(Written instruction): Could you retype every one of the lines below, character for character?

(Data to use):
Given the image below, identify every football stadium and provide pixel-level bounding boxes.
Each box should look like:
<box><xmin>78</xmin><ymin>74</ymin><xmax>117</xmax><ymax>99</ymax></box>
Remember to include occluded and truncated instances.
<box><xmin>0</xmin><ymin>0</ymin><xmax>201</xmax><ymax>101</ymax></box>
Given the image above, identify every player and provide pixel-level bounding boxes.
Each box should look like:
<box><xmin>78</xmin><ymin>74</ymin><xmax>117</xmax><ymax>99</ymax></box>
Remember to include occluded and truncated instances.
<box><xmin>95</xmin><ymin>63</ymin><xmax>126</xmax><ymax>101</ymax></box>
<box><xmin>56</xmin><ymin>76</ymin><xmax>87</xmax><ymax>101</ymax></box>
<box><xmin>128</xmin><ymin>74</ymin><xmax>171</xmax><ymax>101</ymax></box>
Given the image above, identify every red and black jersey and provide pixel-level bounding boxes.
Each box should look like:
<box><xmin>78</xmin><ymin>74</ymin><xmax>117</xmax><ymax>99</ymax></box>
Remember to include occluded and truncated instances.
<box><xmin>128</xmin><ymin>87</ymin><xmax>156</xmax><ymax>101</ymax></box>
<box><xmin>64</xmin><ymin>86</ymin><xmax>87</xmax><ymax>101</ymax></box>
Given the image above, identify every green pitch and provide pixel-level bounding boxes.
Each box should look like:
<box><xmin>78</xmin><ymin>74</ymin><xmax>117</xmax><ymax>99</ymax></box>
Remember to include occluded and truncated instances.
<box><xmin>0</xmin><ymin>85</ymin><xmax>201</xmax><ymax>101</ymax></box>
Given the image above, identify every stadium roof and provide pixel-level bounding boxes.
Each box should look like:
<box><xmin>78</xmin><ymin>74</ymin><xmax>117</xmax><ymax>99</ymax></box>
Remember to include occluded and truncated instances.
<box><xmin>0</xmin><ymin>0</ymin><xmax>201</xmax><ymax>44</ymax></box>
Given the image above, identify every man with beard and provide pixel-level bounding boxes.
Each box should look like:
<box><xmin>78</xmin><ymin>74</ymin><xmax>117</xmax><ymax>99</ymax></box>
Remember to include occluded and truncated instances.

(Result of the exercise):
Given the image below, identify every football stadium and provide pixel-level bounding boxes.
Each box should look like:
<box><xmin>78</xmin><ymin>74</ymin><xmax>117</xmax><ymax>99</ymax></box>
Remember to include occluded and truncated instances.
<box><xmin>0</xmin><ymin>0</ymin><xmax>201</xmax><ymax>101</ymax></box>
Given the image above, identify every player and provide pixel-level bounding boxes.
Each box should look like:
<box><xmin>78</xmin><ymin>74</ymin><xmax>117</xmax><ymax>99</ymax></box>
Remember to include occluded and truncated instances.
<box><xmin>95</xmin><ymin>63</ymin><xmax>126</xmax><ymax>101</ymax></box>
<box><xmin>56</xmin><ymin>76</ymin><xmax>87</xmax><ymax>101</ymax></box>
<box><xmin>128</xmin><ymin>74</ymin><xmax>171</xmax><ymax>101</ymax></box>
Given the image above, identify every red and black jersey and provide pixel-level bounding boxes.
Each box should look like:
<box><xmin>78</xmin><ymin>74</ymin><xmax>117</xmax><ymax>99</ymax></box>
Remember to include occluded and truncated instances.
<box><xmin>128</xmin><ymin>87</ymin><xmax>156</xmax><ymax>101</ymax></box>
<box><xmin>64</xmin><ymin>86</ymin><xmax>87</xmax><ymax>101</ymax></box>
Given the image above, identify every green pitch and provide pixel-level bounding boxes.
Each box should look like:
<box><xmin>78</xmin><ymin>74</ymin><xmax>117</xmax><ymax>99</ymax></box>
Remember to include occluded and truncated instances.
<box><xmin>0</xmin><ymin>85</ymin><xmax>201</xmax><ymax>101</ymax></box>
Given the image above, identify every stadium roof and provide pixel-level bounding boxes.
Each box should look like:
<box><xmin>78</xmin><ymin>74</ymin><xmax>117</xmax><ymax>99</ymax></box>
Remember to include occluded and truncated instances.
<box><xmin>0</xmin><ymin>0</ymin><xmax>201</xmax><ymax>44</ymax></box>
Given the image above, identify every man with beard and provide pixel-level bounding boxes.
Each box should look like:
<box><xmin>78</xmin><ymin>74</ymin><xmax>117</xmax><ymax>99</ymax></box>
Remember to include occluded and truncated instances.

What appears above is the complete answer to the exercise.